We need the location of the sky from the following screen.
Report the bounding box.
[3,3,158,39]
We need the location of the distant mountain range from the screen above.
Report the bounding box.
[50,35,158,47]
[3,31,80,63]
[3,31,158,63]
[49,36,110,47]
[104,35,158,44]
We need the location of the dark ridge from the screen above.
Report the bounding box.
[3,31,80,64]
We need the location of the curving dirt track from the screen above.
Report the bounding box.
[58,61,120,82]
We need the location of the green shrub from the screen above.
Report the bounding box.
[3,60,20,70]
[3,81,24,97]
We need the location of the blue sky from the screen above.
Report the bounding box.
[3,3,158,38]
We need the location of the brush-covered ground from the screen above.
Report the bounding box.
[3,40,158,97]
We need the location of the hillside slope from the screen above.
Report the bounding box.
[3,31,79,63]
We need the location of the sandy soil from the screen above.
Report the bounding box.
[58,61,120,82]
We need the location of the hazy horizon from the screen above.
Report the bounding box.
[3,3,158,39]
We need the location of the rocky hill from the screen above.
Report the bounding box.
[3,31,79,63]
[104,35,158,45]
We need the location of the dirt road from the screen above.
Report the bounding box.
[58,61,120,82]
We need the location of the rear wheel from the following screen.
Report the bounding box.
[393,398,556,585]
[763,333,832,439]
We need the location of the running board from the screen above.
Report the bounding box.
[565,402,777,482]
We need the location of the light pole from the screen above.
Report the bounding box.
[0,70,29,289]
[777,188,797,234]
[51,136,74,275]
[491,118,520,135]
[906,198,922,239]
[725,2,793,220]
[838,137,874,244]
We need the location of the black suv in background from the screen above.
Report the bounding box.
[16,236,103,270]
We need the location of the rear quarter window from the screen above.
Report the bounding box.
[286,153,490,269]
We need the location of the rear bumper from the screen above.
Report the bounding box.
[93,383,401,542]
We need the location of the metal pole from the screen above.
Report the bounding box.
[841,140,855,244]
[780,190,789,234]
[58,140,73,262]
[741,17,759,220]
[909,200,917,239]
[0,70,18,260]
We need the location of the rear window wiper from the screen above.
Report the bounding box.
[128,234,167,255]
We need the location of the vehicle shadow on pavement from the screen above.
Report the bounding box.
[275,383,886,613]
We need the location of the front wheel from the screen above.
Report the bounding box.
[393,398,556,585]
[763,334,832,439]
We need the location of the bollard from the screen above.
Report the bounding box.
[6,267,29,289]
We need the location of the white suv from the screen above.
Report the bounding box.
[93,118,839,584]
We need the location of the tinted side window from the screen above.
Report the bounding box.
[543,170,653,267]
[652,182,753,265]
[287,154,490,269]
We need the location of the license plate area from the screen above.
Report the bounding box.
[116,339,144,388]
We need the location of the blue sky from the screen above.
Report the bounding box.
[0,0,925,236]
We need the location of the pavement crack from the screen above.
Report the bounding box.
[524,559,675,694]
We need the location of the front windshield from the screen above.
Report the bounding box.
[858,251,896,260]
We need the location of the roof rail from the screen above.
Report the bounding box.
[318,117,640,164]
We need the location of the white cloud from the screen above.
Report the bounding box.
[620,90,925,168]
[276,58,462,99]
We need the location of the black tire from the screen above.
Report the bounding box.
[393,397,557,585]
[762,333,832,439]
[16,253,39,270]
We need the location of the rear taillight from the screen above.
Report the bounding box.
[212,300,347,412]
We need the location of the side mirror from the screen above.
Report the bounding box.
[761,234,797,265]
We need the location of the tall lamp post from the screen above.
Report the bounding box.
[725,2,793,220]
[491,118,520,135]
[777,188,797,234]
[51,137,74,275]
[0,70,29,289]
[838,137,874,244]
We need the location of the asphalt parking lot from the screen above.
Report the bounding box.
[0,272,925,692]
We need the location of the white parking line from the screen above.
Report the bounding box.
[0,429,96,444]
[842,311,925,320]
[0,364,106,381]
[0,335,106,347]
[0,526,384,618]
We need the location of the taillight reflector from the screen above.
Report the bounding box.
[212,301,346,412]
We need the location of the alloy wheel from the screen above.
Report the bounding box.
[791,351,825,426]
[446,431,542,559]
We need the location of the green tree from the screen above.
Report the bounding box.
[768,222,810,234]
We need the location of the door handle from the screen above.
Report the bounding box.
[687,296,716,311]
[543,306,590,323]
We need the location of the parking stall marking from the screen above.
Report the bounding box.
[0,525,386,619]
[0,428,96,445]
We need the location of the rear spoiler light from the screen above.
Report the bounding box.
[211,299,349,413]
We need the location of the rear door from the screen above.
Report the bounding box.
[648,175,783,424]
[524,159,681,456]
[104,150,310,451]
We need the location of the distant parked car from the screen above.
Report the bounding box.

——

Tarefa escrita →
Quais linhas acima contêm a palavra "green"? Reúna todas elas, copiando cada linha por inteiro.

Resposta escrita →
We need the location of the green shrub from the screen above.
We need the location of the green tree from the screen above.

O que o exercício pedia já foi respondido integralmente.